### WHAT IS ASKED
Gather every line of the records that contains the word "black" and copy each one.

### EXERCISE DATA
* * *
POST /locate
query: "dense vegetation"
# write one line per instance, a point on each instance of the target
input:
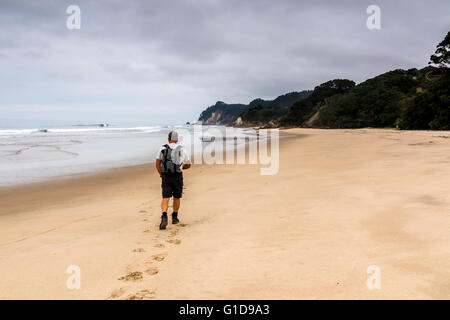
(273, 109)
(263, 111)
(222, 113)
(301, 111)
(407, 99)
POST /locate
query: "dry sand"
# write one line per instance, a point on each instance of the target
(349, 199)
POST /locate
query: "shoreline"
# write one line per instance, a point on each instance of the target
(351, 198)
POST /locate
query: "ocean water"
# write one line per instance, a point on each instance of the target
(32, 152)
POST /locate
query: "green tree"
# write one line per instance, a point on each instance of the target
(441, 58)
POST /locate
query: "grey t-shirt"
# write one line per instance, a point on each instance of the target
(184, 157)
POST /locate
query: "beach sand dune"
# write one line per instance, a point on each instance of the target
(343, 200)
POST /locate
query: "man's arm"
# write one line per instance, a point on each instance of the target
(158, 166)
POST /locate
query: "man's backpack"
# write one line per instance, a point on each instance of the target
(171, 160)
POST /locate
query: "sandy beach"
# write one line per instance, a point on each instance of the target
(348, 199)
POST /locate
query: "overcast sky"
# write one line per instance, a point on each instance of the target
(165, 61)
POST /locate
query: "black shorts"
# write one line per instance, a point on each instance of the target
(172, 185)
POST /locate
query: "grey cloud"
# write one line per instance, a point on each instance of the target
(209, 50)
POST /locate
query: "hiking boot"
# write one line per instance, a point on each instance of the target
(175, 218)
(163, 224)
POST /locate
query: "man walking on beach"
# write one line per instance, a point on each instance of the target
(170, 162)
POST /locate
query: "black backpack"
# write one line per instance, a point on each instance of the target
(171, 160)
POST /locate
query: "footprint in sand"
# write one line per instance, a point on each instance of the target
(152, 271)
(118, 292)
(159, 257)
(142, 295)
(132, 276)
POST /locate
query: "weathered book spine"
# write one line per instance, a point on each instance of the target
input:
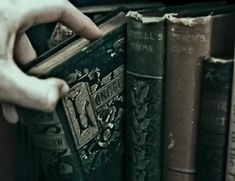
(83, 139)
(230, 164)
(144, 89)
(214, 118)
(187, 41)
(27, 159)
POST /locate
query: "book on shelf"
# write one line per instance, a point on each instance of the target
(230, 162)
(216, 86)
(147, 46)
(190, 36)
(83, 138)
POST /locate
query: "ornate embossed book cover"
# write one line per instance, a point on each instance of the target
(83, 139)
(214, 118)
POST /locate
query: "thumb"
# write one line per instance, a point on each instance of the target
(28, 91)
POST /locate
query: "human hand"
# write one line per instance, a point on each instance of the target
(17, 88)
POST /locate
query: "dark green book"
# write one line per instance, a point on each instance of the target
(214, 112)
(82, 140)
(146, 55)
(144, 88)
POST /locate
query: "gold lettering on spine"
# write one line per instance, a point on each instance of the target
(230, 175)
(142, 41)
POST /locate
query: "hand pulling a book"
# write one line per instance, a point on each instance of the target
(17, 88)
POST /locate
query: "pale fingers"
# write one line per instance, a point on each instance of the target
(10, 113)
(27, 91)
(45, 11)
(23, 50)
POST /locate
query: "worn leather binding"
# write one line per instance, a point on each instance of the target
(214, 118)
(190, 36)
(83, 139)
(146, 58)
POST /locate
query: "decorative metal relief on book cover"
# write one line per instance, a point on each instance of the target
(83, 138)
(94, 106)
(94, 113)
(145, 100)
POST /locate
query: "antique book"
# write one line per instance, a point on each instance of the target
(190, 36)
(230, 163)
(27, 166)
(216, 85)
(146, 55)
(144, 93)
(82, 139)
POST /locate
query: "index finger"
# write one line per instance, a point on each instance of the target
(44, 11)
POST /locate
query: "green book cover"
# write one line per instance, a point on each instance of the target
(146, 55)
(82, 139)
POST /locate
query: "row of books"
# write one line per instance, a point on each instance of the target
(148, 101)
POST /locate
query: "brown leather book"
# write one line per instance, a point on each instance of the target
(191, 36)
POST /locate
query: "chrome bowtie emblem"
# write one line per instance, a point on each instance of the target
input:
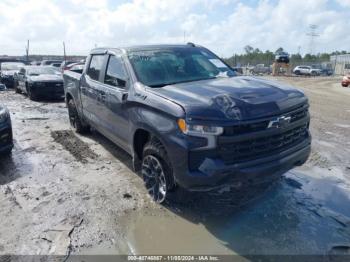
* * *
### RESULT FOR THIS EXERCISE
query: "black shorts"
query: "black backpack"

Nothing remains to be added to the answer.